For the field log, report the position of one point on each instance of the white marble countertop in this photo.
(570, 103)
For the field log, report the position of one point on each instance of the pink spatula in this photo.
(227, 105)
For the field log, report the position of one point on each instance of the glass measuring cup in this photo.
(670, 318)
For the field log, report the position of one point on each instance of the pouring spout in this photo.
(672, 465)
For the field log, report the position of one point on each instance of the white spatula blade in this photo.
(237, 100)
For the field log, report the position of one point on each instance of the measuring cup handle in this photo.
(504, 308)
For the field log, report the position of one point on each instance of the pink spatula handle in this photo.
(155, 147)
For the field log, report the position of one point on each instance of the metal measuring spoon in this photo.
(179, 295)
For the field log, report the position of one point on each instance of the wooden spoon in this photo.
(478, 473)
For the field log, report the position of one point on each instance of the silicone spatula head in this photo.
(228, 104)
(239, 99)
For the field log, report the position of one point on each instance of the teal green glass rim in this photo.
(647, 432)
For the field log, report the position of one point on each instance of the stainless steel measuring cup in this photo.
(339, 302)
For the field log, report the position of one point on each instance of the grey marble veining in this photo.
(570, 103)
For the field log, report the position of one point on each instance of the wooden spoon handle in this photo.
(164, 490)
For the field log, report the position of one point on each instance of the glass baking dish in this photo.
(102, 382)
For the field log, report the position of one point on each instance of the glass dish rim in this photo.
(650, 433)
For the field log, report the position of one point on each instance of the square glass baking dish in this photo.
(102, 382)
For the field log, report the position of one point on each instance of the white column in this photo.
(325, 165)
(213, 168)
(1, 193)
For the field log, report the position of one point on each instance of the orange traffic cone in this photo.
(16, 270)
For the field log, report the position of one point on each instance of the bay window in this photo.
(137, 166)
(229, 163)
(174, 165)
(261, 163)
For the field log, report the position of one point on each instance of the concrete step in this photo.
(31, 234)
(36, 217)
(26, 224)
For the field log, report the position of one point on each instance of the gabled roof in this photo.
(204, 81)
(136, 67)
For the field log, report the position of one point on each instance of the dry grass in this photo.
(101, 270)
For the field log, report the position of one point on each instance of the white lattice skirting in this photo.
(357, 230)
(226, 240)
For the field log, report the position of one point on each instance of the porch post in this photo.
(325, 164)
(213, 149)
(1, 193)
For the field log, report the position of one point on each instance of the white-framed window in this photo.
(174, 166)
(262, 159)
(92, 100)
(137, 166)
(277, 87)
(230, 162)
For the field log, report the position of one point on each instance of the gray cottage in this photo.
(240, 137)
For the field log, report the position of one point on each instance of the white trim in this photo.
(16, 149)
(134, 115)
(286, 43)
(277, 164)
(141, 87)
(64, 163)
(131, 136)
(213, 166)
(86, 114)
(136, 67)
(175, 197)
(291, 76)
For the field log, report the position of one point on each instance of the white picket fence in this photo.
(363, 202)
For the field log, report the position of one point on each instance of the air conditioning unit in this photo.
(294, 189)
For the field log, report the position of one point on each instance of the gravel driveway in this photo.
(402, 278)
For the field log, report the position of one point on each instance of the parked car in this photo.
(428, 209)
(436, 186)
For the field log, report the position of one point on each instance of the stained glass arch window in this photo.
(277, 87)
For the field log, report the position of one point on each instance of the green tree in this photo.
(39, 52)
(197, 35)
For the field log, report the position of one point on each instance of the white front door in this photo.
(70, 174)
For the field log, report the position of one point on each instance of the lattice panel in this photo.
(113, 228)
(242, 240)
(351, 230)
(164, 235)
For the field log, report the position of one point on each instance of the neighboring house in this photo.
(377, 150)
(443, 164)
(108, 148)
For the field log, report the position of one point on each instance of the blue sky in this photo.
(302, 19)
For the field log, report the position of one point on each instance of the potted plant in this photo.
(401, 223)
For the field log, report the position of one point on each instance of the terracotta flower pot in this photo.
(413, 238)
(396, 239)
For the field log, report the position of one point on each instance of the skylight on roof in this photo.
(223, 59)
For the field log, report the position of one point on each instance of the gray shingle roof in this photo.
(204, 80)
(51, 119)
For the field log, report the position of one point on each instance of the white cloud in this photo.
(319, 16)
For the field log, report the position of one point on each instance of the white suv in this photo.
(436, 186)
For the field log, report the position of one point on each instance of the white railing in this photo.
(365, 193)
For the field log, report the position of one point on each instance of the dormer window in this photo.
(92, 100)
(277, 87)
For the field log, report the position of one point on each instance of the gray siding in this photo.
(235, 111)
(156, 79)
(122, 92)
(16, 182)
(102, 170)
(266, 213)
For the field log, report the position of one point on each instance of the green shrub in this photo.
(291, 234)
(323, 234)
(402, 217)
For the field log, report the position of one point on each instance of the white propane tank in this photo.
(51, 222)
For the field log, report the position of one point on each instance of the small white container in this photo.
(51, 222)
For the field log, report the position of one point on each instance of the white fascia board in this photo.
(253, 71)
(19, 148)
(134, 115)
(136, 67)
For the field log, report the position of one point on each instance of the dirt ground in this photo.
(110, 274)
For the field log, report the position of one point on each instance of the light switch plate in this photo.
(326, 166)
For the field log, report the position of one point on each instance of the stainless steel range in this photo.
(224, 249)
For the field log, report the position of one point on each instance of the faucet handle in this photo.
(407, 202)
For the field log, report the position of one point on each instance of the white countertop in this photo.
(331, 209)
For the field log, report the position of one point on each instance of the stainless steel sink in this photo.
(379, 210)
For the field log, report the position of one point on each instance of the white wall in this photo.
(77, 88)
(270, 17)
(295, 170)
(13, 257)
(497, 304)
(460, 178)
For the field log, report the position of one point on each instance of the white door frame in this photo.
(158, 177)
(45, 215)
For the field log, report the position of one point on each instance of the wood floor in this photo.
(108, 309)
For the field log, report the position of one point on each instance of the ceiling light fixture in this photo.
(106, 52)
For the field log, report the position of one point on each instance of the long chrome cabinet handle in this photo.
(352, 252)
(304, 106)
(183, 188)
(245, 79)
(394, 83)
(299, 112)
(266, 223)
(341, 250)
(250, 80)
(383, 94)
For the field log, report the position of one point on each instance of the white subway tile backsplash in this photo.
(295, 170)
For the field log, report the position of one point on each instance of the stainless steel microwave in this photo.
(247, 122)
============================================================
[GIVEN EXERCISE] Copy out exactly the lines between the line with "white countertop in this photo." and the last line of the entries, counting both of those lines.

[THE SOLUTION]
For the field log, report the position of one point on each instance of the white countertop in this photo.
(331, 209)
For the field log, report the position of one point on each instance of the stainless steel sink in this photo.
(379, 210)
For the field log, report the position of one point on each instance of the white wall in this photo.
(77, 88)
(270, 17)
(295, 170)
(13, 257)
(497, 304)
(460, 178)
For the field log, report the position of one point on each instance of the white door frame in this photo.
(158, 177)
(45, 215)
For the field log, report the position of one point on each instance of the wood floor in this photo.
(108, 309)
For the field log, report the position of one point on each instance of the ceiling light fixture in this photo.
(106, 52)
For the field log, report the position of one point on each instance of the long chrome cabinet handle in this photo.
(352, 252)
(304, 106)
(183, 188)
(245, 79)
(394, 83)
(299, 112)
(266, 223)
(341, 250)
(250, 80)
(383, 94)
For the field log, report the position of one point on each instance of the white subway tile backsplash in this photo.
(295, 170)
For the field log, report the position of one point on each instance of the stainless steel microwave in this photo.
(247, 122)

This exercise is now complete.